**Exercise materials:**

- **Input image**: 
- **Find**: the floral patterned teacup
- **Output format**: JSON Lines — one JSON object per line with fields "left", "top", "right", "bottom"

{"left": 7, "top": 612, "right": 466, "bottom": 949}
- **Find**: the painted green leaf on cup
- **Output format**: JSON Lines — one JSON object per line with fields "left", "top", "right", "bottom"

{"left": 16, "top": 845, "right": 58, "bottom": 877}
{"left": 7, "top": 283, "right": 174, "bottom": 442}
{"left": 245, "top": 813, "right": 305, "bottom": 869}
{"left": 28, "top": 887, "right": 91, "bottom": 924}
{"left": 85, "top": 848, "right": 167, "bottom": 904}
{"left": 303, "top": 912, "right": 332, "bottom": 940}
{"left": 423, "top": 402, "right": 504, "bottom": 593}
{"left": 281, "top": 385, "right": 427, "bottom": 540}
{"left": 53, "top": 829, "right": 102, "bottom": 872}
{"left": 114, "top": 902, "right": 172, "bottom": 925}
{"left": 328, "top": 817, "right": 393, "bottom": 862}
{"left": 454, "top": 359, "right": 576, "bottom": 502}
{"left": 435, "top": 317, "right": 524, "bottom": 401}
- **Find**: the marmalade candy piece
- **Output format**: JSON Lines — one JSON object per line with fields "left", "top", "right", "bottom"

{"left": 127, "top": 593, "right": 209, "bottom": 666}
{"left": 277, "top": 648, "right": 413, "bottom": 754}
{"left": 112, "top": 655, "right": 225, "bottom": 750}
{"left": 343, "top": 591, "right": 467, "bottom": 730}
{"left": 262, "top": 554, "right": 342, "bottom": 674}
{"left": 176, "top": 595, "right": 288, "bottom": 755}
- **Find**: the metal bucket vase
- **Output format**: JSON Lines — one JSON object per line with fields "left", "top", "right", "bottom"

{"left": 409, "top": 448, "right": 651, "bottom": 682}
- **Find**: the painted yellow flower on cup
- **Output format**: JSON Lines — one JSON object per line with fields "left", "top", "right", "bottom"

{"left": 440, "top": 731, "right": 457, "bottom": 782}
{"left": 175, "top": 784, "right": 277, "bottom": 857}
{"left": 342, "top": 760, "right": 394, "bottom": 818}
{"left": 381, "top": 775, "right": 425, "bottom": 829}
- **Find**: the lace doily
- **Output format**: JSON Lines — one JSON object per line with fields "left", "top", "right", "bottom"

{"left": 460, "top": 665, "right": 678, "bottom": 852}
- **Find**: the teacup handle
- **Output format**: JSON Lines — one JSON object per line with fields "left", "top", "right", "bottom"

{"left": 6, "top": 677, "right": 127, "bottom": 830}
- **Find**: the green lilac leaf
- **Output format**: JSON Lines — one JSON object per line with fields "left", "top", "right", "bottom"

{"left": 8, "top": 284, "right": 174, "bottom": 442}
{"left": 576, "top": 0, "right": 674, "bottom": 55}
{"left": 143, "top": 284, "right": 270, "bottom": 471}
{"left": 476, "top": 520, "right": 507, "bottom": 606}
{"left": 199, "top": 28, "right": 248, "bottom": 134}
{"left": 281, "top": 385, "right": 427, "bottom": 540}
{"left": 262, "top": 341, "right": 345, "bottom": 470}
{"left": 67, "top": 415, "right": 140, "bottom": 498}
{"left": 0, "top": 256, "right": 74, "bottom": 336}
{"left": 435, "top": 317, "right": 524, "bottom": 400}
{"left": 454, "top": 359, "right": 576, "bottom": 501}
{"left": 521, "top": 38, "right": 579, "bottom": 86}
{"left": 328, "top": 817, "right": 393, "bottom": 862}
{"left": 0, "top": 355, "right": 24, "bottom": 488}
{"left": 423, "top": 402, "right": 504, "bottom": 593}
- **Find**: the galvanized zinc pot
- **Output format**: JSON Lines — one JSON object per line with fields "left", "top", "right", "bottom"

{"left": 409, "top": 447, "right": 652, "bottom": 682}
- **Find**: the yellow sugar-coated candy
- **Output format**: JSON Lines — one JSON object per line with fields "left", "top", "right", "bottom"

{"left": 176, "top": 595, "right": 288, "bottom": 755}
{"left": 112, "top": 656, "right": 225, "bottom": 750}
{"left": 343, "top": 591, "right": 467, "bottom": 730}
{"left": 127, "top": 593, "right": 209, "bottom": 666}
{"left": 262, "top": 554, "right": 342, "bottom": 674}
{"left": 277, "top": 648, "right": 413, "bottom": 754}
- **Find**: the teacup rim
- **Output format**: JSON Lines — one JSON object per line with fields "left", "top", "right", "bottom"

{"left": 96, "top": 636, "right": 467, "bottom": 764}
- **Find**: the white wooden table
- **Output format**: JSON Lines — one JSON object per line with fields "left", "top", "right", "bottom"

**What the task requires:**
The whole of the material above should be given again exactly.

**Response area:**
- **Input image**: 
- **Find**: the floral patterned teacup
- **Output format**: JSON Lines — one JSON object per line with fields "left", "top", "right", "bottom"

{"left": 7, "top": 612, "right": 466, "bottom": 949}
- **Find**: the painted green leaf on cup
- **Output format**: JSON Lines — one JSON object per line with fields "left", "top", "right", "bottom"

{"left": 16, "top": 845, "right": 58, "bottom": 877}
{"left": 7, "top": 283, "right": 174, "bottom": 442}
{"left": 245, "top": 813, "right": 305, "bottom": 869}
{"left": 28, "top": 887, "right": 91, "bottom": 924}
{"left": 85, "top": 848, "right": 167, "bottom": 904}
{"left": 303, "top": 912, "right": 332, "bottom": 940}
{"left": 423, "top": 402, "right": 504, "bottom": 593}
{"left": 281, "top": 385, "right": 427, "bottom": 540}
{"left": 53, "top": 829, "right": 102, "bottom": 872}
{"left": 114, "top": 902, "right": 172, "bottom": 925}
{"left": 328, "top": 817, "right": 393, "bottom": 862}
{"left": 454, "top": 359, "right": 576, "bottom": 502}
{"left": 435, "top": 317, "right": 524, "bottom": 401}
- **Find**: the marmalade candy piece
- **Output format**: JSON Lines — one JSON object per line with fields "left", "top", "right", "bottom"

{"left": 127, "top": 593, "right": 209, "bottom": 666}
{"left": 277, "top": 648, "right": 413, "bottom": 754}
{"left": 112, "top": 655, "right": 225, "bottom": 750}
{"left": 343, "top": 591, "right": 467, "bottom": 730}
{"left": 262, "top": 554, "right": 342, "bottom": 674}
{"left": 176, "top": 595, "right": 288, "bottom": 755}
- **Find**: the metal bucket vase
- **Output format**: JSON Lines — one JSON object per line with fields "left", "top", "right", "bottom"

{"left": 409, "top": 448, "right": 651, "bottom": 682}
- **Find**: the painted yellow flower on cup
- **Output format**: JSON Lines — one JSON object per line with fields "left", "top", "right", "bottom"

{"left": 440, "top": 731, "right": 457, "bottom": 782}
{"left": 175, "top": 784, "right": 277, "bottom": 857}
{"left": 342, "top": 760, "right": 394, "bottom": 818}
{"left": 381, "top": 775, "right": 425, "bottom": 829}
- **Find**: the lace doily
- **Output format**: JSON Lines — one JSON object per line with fields "left", "top", "right", "bottom"

{"left": 460, "top": 665, "right": 678, "bottom": 852}
- **Find**: the teacup handle
- **Output format**: JSON Lines — one JSON object per line with fields "left", "top", "right", "bottom"

{"left": 6, "top": 677, "right": 127, "bottom": 830}
- **Find**: the green lilac leaf
- **Output format**: JSON Lines — one JSON object per line with fields "left", "top", "right", "bottom"

{"left": 8, "top": 284, "right": 174, "bottom": 442}
{"left": 576, "top": 0, "right": 674, "bottom": 55}
{"left": 143, "top": 284, "right": 270, "bottom": 471}
{"left": 476, "top": 520, "right": 507, "bottom": 606}
{"left": 199, "top": 28, "right": 248, "bottom": 134}
{"left": 281, "top": 385, "right": 427, "bottom": 540}
{"left": 262, "top": 341, "right": 345, "bottom": 470}
{"left": 67, "top": 415, "right": 140, "bottom": 498}
{"left": 0, "top": 256, "right": 74, "bottom": 336}
{"left": 435, "top": 317, "right": 524, "bottom": 400}
{"left": 454, "top": 359, "right": 576, "bottom": 501}
{"left": 521, "top": 38, "right": 579, "bottom": 86}
{"left": 328, "top": 817, "right": 393, "bottom": 862}
{"left": 0, "top": 355, "right": 24, "bottom": 488}
{"left": 423, "top": 402, "right": 504, "bottom": 593}
- **Find**: the galvanized zinc pot
- **Output format**: JSON Lines — one JSON object per line with fields "left", "top", "right", "bottom"

{"left": 409, "top": 447, "right": 652, "bottom": 682}
- **Find**: the yellow sugar-coated candy
- **Output format**: JSON Lines — one JSON object per line with fields "left", "top", "right", "bottom"

{"left": 176, "top": 595, "right": 288, "bottom": 755}
{"left": 112, "top": 656, "right": 225, "bottom": 750}
{"left": 343, "top": 591, "right": 467, "bottom": 730}
{"left": 127, "top": 593, "right": 209, "bottom": 666}
{"left": 262, "top": 554, "right": 342, "bottom": 674}
{"left": 277, "top": 648, "right": 413, "bottom": 754}
- **Find**: the teacup rim
- **Output format**: JSON Lines — one JSON object per line with fields "left", "top", "right", "bottom"

{"left": 96, "top": 636, "right": 467, "bottom": 764}
- **Find**: the white wooden table
- **Output format**: JSON Lines — one JSON object per line with fields "left", "top", "right", "bottom"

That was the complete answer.